**TEXT UNDER STUDY**
>>>>>

Froude was born at Dartington, Devon, England, the son of Robert Froude, Archdeacon of Totnes, and was educated at Westminster School and Oriel College, Oxford, graduating with a first in mathematics in 1832.

His first employment was as a surveyor on the South Eastern Railway, which, in 1837, led to Isambard Kingdom Brunel giving him responsibility for the construction of a section of the Bristol & Exeter Railway. It was here that he developed his empirical method of setting out track transition curves and introduced an alternative design to the helicoidal skew arch bridge at Rewe and Cowley Bridge Junction, near Exeter. During this period he lived in Cullompton and was Vicar's Warden at St Andrew's Church from 1842 to 1844. He organised and paid a large amount for the rebuilding of the chancel and other restoration work. He also offered to pay to restore the nave if local people would pay 10% of the cost, but this offer was refused. On completion of the Bristol to Exeter line in 1844 he left the town.

<<<<<

**ASSIGNMENT**
In two sentences, summarize the text on Froude's education and early railway work.

**DATA SUPPLIED**
>>>>>

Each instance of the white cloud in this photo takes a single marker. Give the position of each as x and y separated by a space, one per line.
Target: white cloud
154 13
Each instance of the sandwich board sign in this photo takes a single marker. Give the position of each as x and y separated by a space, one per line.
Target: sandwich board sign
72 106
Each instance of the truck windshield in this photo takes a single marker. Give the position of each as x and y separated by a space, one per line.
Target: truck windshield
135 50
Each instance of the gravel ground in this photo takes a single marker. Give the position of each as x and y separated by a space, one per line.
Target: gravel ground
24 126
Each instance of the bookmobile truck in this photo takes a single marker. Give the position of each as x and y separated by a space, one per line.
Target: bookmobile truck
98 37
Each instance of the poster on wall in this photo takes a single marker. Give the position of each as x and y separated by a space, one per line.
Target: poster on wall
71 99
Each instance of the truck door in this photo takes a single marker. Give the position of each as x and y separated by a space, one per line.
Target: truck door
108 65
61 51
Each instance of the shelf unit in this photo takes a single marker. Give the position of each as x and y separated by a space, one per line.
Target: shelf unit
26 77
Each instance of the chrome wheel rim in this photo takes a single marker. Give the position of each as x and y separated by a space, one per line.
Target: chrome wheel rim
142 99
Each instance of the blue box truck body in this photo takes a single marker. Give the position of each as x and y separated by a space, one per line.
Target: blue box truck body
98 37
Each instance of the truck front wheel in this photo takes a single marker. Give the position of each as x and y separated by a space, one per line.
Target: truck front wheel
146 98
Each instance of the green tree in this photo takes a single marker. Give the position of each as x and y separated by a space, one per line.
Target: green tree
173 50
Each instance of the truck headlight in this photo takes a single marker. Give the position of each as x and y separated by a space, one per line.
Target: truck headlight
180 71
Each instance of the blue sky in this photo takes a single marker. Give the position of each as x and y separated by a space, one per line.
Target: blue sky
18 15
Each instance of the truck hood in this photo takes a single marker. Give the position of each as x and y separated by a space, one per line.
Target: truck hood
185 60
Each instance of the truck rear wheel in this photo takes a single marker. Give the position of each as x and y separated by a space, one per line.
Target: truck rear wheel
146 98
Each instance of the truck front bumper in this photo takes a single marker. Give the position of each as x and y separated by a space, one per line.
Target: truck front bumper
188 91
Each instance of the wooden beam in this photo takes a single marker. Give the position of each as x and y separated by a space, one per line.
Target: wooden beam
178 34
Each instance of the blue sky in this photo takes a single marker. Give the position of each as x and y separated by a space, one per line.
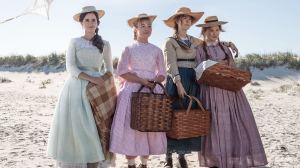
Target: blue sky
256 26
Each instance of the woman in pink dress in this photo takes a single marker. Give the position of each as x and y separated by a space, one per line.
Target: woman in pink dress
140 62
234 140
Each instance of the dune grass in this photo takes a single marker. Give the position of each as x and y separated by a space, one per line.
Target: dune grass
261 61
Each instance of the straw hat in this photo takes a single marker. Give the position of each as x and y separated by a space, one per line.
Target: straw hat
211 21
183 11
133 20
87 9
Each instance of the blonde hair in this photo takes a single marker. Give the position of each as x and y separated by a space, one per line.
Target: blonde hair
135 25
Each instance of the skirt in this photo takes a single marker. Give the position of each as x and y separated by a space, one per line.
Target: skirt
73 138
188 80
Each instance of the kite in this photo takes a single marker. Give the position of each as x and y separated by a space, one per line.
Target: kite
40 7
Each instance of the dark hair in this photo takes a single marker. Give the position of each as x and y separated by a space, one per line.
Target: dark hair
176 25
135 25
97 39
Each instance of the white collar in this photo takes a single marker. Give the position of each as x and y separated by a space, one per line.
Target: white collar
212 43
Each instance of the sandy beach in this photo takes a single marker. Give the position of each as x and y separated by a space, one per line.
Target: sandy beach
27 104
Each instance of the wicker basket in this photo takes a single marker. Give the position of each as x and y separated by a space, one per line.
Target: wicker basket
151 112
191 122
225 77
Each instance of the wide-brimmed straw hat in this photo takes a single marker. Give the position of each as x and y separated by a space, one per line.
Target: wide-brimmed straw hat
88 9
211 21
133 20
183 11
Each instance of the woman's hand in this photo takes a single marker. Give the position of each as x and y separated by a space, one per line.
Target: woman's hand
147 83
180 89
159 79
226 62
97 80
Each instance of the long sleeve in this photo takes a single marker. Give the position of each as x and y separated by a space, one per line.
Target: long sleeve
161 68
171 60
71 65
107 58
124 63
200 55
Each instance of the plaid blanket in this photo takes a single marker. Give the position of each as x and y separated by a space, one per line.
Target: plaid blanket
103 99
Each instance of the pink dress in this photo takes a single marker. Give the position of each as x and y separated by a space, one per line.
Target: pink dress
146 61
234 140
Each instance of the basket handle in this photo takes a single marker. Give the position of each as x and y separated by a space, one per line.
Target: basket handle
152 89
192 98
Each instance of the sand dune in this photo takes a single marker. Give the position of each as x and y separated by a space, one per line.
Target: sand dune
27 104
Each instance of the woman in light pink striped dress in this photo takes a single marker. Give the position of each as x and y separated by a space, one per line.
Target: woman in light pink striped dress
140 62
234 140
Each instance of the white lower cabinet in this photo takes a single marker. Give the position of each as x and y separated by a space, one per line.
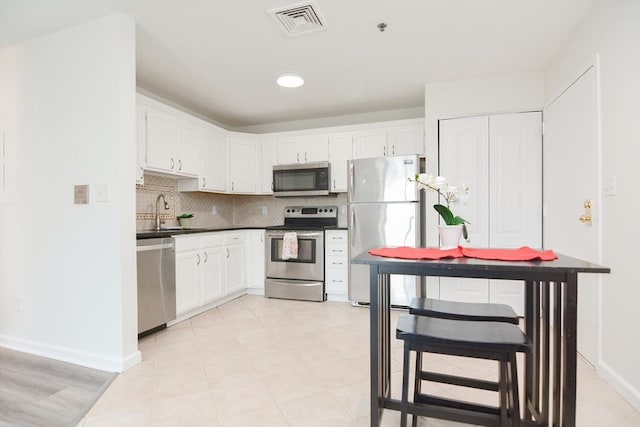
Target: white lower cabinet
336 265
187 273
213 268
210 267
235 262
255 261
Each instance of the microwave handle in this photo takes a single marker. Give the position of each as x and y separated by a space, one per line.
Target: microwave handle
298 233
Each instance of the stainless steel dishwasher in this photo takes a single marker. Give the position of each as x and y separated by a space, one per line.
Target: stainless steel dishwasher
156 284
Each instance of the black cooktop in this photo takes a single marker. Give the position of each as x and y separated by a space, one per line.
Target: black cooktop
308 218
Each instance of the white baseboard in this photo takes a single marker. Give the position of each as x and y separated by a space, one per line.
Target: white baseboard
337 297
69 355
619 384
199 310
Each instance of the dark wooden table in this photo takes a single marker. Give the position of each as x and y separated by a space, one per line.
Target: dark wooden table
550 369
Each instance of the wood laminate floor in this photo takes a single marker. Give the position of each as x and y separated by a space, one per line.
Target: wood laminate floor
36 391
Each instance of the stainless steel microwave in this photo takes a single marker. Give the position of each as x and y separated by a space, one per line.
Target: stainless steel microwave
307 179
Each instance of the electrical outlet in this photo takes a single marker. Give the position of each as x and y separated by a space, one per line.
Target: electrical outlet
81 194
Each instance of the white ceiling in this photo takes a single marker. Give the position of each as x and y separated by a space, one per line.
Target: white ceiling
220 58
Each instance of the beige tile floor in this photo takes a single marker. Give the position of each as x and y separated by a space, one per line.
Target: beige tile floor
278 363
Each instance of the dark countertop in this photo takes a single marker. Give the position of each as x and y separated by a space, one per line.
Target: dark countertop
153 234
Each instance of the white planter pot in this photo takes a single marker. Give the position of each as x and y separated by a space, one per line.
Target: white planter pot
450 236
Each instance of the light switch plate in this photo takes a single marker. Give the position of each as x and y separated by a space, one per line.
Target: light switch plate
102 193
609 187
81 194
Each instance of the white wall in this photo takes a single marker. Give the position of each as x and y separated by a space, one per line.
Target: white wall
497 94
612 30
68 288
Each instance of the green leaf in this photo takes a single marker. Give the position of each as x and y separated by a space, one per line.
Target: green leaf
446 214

<<<<<

**RESPONSE**
Froude, son of Robert Froude, Archdeacon of Totnes, was born at Dartington, Devon, was educated at Westminster School and Oriel College, Oxford, and graduated with a first in mathematics in 1832. After starting as a surveyor on the South Eastern Railway, he was put in charge of building a section of the Bristol & Exeter Railway by Isambard Kingdom Brunel in 1837, developing a method for setting out track transition curves there, and while living in Cullompton he served as Vicar's Warden at St Andrew's Church and paid a large amount toward rebuilding its chancel before leaving the town when the line was completed in 1844.